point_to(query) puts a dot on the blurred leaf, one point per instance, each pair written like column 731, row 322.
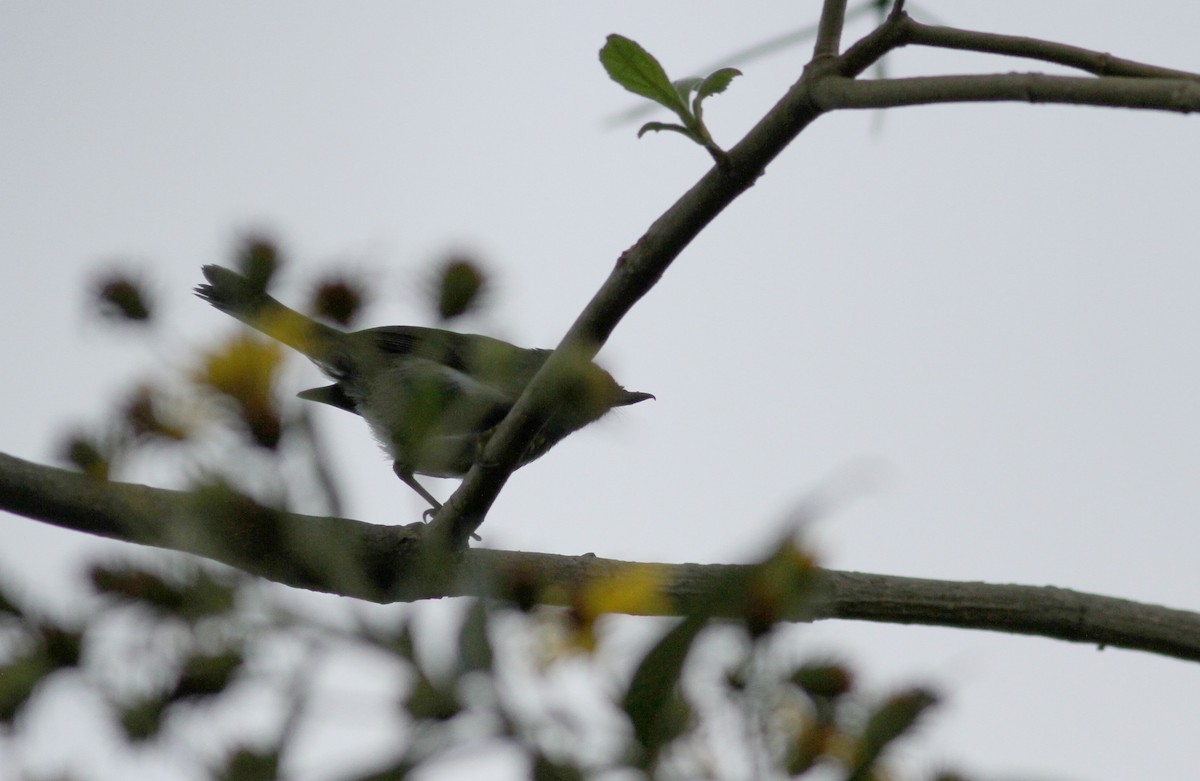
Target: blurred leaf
column 635, row 68
column 772, row 590
column 545, row 769
column 142, row 720
column 808, row 748
column 143, row 414
column 823, row 680
column 431, row 701
column 18, row 679
column 891, row 720
column 244, row 370
column 246, row 764
column 258, row 259
column 653, row 703
column 61, row 647
column 121, row 298
column 461, row 283
column 637, row 589
column 396, row 772
column 207, row 674
column 339, row 300
column 88, row 456
column 255, row 529
column 199, row 596
column 474, row 647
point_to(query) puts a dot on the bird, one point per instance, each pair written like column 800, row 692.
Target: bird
column 430, row 396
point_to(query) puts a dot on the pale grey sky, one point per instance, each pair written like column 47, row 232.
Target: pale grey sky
column 996, row 304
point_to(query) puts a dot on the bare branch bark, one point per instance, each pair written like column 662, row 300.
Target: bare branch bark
column 388, row 564
column 833, row 19
column 825, row 86
column 1091, row 61
column 1167, row 95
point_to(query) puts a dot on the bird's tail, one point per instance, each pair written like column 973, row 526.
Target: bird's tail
column 239, row 296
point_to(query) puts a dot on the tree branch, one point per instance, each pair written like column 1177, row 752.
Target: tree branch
column 636, row 271
column 1168, row 95
column 833, row 19
column 387, row 564
column 1096, row 62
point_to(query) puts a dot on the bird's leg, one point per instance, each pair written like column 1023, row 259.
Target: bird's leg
column 409, row 480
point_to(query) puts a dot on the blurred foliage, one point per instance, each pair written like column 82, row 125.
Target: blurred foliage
column 760, row 713
column 460, row 287
column 195, row 641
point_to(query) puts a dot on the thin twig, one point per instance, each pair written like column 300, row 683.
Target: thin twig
column 833, row 19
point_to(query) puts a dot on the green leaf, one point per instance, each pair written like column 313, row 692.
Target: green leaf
column 655, row 709
column 207, row 674
column 684, row 88
column 474, row 647
column 715, row 83
column 663, row 126
column 891, row 720
column 635, row 68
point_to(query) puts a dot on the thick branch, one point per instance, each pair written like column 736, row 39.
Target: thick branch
column 1168, row 95
column 1091, row 61
column 385, row 564
column 636, row 271
column 833, row 19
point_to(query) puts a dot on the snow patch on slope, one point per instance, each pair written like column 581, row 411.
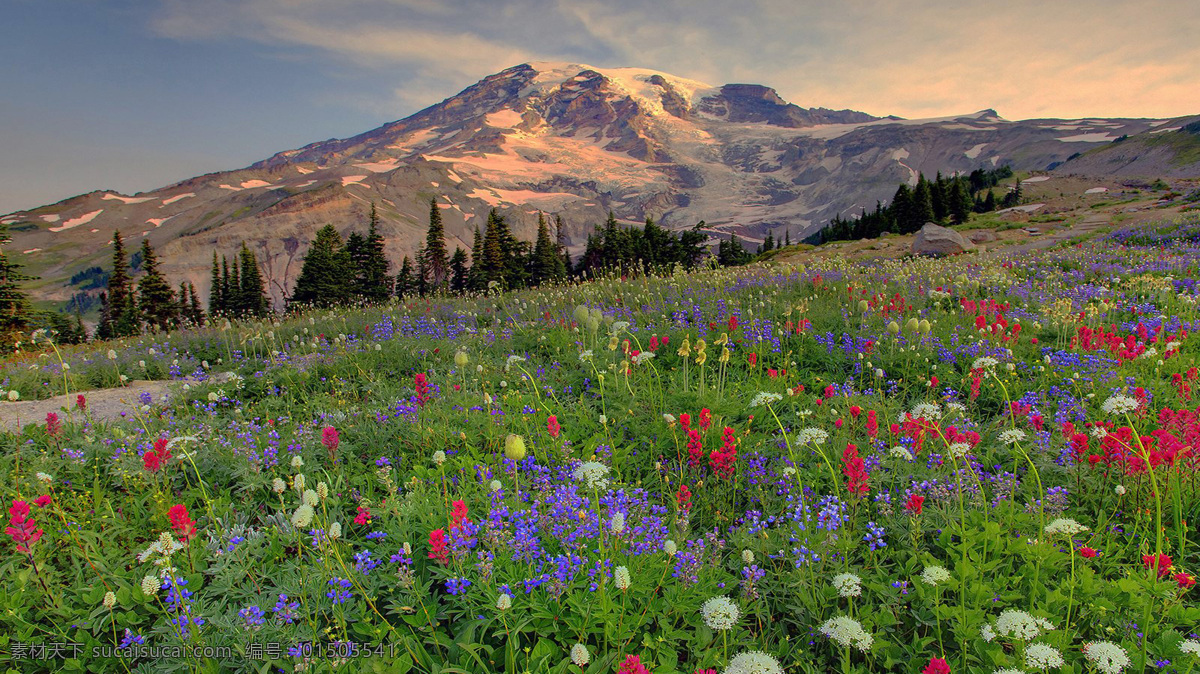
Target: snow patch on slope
column 76, row 222
column 126, row 199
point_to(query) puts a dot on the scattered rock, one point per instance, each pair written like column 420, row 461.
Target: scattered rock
column 935, row 240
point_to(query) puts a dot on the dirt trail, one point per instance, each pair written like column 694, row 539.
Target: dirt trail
column 103, row 404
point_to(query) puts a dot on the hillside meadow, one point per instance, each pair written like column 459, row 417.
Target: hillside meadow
column 977, row 464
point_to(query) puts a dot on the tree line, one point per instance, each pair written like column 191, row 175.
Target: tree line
column 496, row 259
column 942, row 200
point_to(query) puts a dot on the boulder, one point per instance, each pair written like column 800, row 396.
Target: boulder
column 936, row 241
column 982, row 235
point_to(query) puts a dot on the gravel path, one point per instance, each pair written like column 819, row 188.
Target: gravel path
column 103, row 404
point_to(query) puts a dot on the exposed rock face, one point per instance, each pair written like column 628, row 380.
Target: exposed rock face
column 939, row 241
column 982, row 235
column 561, row 138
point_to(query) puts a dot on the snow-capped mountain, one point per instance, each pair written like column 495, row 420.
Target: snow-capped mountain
column 562, row 138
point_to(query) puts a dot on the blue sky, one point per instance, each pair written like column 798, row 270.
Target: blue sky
column 131, row 95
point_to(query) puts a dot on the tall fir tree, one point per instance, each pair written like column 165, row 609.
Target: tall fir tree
column 564, row 256
column 112, row 320
column 405, row 286
column 475, row 280
column 323, row 277
column 961, row 204
column 252, row 292
column 495, row 238
column 437, row 260
column 15, row 307
column 371, row 265
column 459, row 270
column 545, row 260
column 156, row 298
column 216, row 288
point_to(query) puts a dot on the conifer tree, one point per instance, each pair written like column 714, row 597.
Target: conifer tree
column 215, row 287
column 545, row 260
column 371, row 264
column 117, row 294
column 156, row 298
column 564, row 256
column 437, row 262
column 922, row 204
column 960, row 202
column 15, row 308
column 322, row 280
column 459, row 271
column 495, row 239
column 475, row 280
column 252, row 290
column 421, row 280
column 405, row 278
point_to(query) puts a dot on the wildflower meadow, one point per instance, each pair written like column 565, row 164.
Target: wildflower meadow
column 977, row 464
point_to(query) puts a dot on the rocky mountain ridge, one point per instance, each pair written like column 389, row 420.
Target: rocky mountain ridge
column 562, row 138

_ _ _ _ _

課題内容 - 上の一覧をすべて、1行を1つの文字列とするJSONのリストに書き直してください。空行と画像は含めないでください。

実行結果 -
[
  "point_to(query) puts a dot on the blurred leaf, one point per instance, each pair written like column 731, row 322.",
  "Target: blurred leaf",
  "column 635, row 68",
  "column 772, row 590",
  "column 545, row 769",
  "column 142, row 720",
  "column 808, row 748",
  "column 143, row 414",
  "column 823, row 680",
  "column 431, row 701",
  "column 18, row 679",
  "column 891, row 720",
  "column 244, row 370",
  "column 246, row 764",
  "column 258, row 259",
  "column 653, row 703",
  "column 61, row 647",
  "column 121, row 298",
  "column 461, row 283",
  "column 637, row 589",
  "column 396, row 772",
  "column 207, row 674",
  "column 339, row 300",
  "column 88, row 456",
  "column 255, row 529",
  "column 199, row 596",
  "column 474, row 647",
  "point_to(query) puts a dot on the bird, one point per instance, each pair written like column 800, row 692.",
  "Target: bird",
  "column 430, row 396",
  "point_to(query) puts a dot on the pale grey sky, one point per instance, each pair written like column 47, row 232.",
  "Target: pale grey sky",
  "column 996, row 304",
  "point_to(query) puts a dot on the bare branch bark, one point per instance, each pair written like column 662, row 300.",
  "Target: bare branch bark",
  "column 388, row 564",
  "column 833, row 19",
  "column 825, row 86",
  "column 1091, row 61",
  "column 1167, row 95",
  "point_to(query) puts a dot on the bird's tail, one point per instance, each pair written like column 973, row 526.",
  "Target: bird's tail",
  "column 239, row 296",
  "point_to(query) puts a dot on the tree branch, one point per instance, each pair written like column 1177, row 752.",
  "Target: tree branch",
  "column 636, row 271",
  "column 1168, row 95",
  "column 833, row 19",
  "column 387, row 564",
  "column 1096, row 62",
  "point_to(query) puts a dot on the bird's leg, one point per instance, each pair written like column 1023, row 259.",
  "Target: bird's leg",
  "column 409, row 480",
  "point_to(query) puts a dot on the blurred foliage, one point per instance, each pair written like column 82, row 125.",
  "Target: blurred foliage",
  "column 760, row 713",
  "column 460, row 287",
  "column 195, row 641",
  "point_to(query) puts a dot on the thin twig, one point per instance, each pair written like column 300, row 683.",
  "Target: thin twig",
  "column 833, row 19",
  "point_to(query) puts a dot on the green leaf, one point per instance, each pair written like column 313, row 692.",
  "Target: green leaf",
  "column 655, row 709",
  "column 207, row 674",
  "column 684, row 88",
  "column 474, row 647",
  "column 715, row 83",
  "column 663, row 126",
  "column 891, row 720",
  "column 635, row 68",
  "point_to(query) puts a dot on the thick branch, one point per instance, each pair written like column 736, row 39.",
  "Target: thick branch",
  "column 1168, row 95",
  "column 1091, row 61",
  "column 385, row 564",
  "column 636, row 271",
  "column 833, row 19",
  "point_to(query) puts a dot on the snow patch on slope, one point per instance, each pair written like column 581, row 411.",
  "Target: snow patch on slope",
  "column 76, row 222",
  "column 126, row 199",
  "point_to(query) puts a dot on the scattered rock, one point per instance, each pair written like column 420, row 461.",
  "Target: scattered rock",
  "column 935, row 240",
  "point_to(query) puts a dot on the dirt trail, one point per instance, each pair written like column 694, row 539.",
  "Target: dirt trail",
  "column 103, row 404",
  "point_to(query) puts a dot on the hillside meadow, one point per instance, each pair written like column 459, row 417.",
  "Target: hillside meadow",
  "column 977, row 464",
  "point_to(query) puts a dot on the tree line, one point per instance, each pair written like column 191, row 175.",
  "Target: tree line",
  "column 496, row 259",
  "column 942, row 200",
  "point_to(query) puts a dot on the boulder, one point per instance, each pair written like column 800, row 396.",
  "Target: boulder",
  "column 936, row 241",
  "column 982, row 235",
  "point_to(query) puts a dot on the gravel path, one point per instance, each pair written like column 819, row 188.",
  "Target: gravel path",
  "column 103, row 404",
  "point_to(query) puts a dot on the exposed rock face, one point per instance, each pair written like column 628, row 380.",
  "Target: exposed rock face",
  "column 939, row 241",
  "column 982, row 235",
  "column 561, row 138",
  "point_to(query) puts a dot on the snow-capped mountain, one point per instance, each pair written like column 495, row 420.",
  "Target: snow-capped mountain",
  "column 562, row 138",
  "point_to(query) puts a dot on the blue sky, one point per instance, each pair written like column 798, row 270.",
  "Target: blue sky",
  "column 131, row 95",
  "point_to(query) puts a dot on the tall fir tree, one point per instance, each pair written like column 165, row 609.",
  "Target: tall fir tree",
  "column 564, row 256",
  "column 112, row 320",
  "column 405, row 286",
  "column 475, row 280",
  "column 323, row 277",
  "column 961, row 204",
  "column 252, row 292",
  "column 495, row 238",
  "column 437, row 260",
  "column 15, row 307",
  "column 371, row 265",
  "column 459, row 270",
  "column 545, row 260",
  "column 156, row 298",
  "column 216, row 288",
  "point_to(query) puts a dot on the conifer tree, one point per instance, each pair written like column 714, row 597.",
  "Target: conifer tree",
  "column 215, row 287",
  "column 545, row 260",
  "column 371, row 264",
  "column 117, row 294",
  "column 156, row 298",
  "column 564, row 256",
  "column 437, row 262",
  "column 922, row 204",
  "column 960, row 202",
  "column 15, row 308",
  "column 322, row 280",
  "column 459, row 271",
  "column 495, row 239",
  "column 475, row 280",
  "column 252, row 290",
  "column 421, row 280",
  "column 405, row 278",
  "point_to(query) puts a dot on the wildflower meadow, one point per instance, each pair written like column 565, row 164.",
  "Target: wildflower meadow",
  "column 977, row 464",
  "point_to(query) puts a dot on the rocky mountain ridge, one point per instance, each pair written like column 389, row 420.",
  "Target: rocky mountain ridge",
  "column 562, row 138"
]